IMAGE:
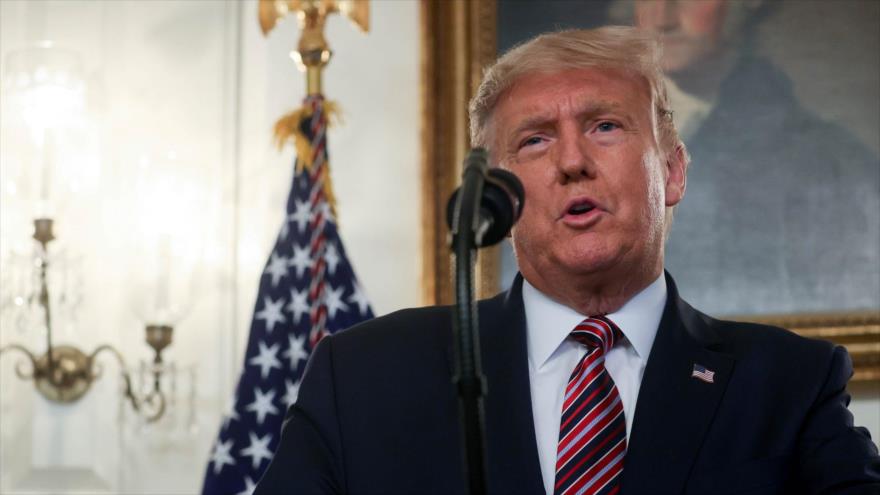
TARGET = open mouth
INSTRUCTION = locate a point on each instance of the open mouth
(580, 208)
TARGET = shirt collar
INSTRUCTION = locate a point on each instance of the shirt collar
(549, 322)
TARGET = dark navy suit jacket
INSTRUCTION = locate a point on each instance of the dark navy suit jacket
(377, 412)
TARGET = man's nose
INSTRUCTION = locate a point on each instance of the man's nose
(573, 158)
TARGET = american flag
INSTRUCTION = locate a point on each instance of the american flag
(307, 289)
(700, 372)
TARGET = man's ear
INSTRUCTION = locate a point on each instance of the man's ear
(676, 174)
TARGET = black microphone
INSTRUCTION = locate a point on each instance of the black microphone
(501, 199)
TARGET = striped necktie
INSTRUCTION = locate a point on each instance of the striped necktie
(592, 432)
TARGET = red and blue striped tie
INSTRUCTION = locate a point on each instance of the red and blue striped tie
(592, 432)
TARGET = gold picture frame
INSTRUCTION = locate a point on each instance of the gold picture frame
(458, 41)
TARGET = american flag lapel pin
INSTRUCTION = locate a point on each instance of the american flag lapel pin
(700, 372)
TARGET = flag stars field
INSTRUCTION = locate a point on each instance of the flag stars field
(220, 456)
(302, 260)
(333, 300)
(277, 268)
(262, 405)
(307, 261)
(271, 313)
(266, 359)
(331, 256)
(302, 215)
(297, 351)
(249, 486)
(299, 304)
(292, 392)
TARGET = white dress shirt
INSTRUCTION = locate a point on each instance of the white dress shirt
(553, 356)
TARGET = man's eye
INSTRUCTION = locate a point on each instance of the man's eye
(606, 126)
(530, 141)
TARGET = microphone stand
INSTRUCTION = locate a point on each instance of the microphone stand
(468, 378)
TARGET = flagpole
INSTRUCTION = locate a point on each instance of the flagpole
(308, 282)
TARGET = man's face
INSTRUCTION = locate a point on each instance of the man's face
(583, 144)
(689, 30)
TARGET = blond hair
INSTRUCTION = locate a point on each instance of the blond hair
(618, 47)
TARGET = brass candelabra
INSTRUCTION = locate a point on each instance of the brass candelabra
(64, 373)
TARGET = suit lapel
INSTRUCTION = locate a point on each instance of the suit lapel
(510, 429)
(674, 409)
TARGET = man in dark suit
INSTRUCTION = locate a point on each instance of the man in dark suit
(600, 378)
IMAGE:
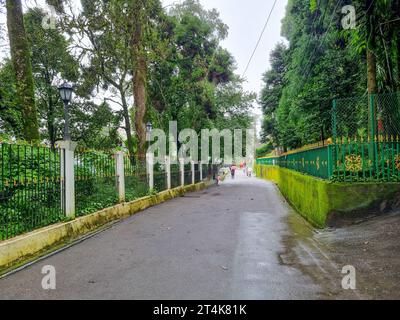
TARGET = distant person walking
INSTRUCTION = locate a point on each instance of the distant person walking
(233, 170)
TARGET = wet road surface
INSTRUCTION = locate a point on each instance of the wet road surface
(237, 241)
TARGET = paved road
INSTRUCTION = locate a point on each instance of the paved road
(237, 241)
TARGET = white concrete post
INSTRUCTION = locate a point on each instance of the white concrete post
(67, 177)
(150, 169)
(120, 175)
(168, 171)
(193, 173)
(182, 169)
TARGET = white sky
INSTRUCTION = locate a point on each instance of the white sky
(245, 20)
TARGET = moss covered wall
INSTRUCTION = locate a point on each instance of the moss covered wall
(317, 199)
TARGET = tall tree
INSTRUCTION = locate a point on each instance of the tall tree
(20, 56)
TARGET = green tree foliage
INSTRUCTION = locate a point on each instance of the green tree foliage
(143, 63)
(323, 61)
(20, 56)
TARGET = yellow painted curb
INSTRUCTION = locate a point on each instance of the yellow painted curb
(24, 247)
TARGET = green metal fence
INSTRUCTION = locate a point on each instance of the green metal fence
(30, 186)
(364, 146)
(347, 161)
(366, 117)
(136, 181)
(95, 181)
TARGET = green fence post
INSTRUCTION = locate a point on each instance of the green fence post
(334, 120)
(372, 115)
(330, 162)
(372, 147)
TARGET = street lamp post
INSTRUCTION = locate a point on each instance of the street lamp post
(149, 129)
(66, 95)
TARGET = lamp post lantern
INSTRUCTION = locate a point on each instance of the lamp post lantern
(66, 95)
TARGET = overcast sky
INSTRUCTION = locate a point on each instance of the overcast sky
(245, 20)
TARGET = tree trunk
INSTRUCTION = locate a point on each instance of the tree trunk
(371, 70)
(128, 129)
(139, 83)
(20, 57)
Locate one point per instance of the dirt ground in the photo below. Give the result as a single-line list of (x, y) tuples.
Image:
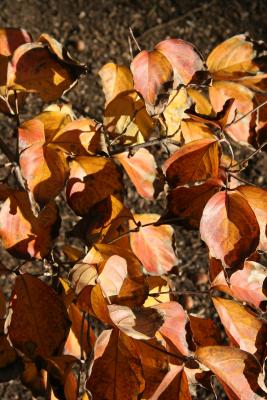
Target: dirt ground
[(97, 32)]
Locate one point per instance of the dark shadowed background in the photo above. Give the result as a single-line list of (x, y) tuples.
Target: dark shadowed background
[(95, 32)]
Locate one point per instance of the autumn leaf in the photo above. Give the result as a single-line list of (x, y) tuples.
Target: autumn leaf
[(23, 234), (242, 326), (152, 72), (153, 244), (91, 180), (139, 322), (238, 371), (115, 79), (142, 170), (229, 228), (43, 67), (257, 199), (186, 204), (39, 323), (195, 161), (116, 354), (247, 284)]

****************

Goal of the exercise: Which lines in the records above hold the string "list"? Copy each of them.

The answer:
Locate one point per instance of the dirt ground in the photo below. Give the result as a single-line list of (x, y) tuples.
Locate one point per instance of the dark shadowed background in the photo above. Give the result as a single-line list of (x, y) tuples.
Locate one point per instance of the autumn leaf in the photo above. Give the result as a single-line list of (x, y) tuples.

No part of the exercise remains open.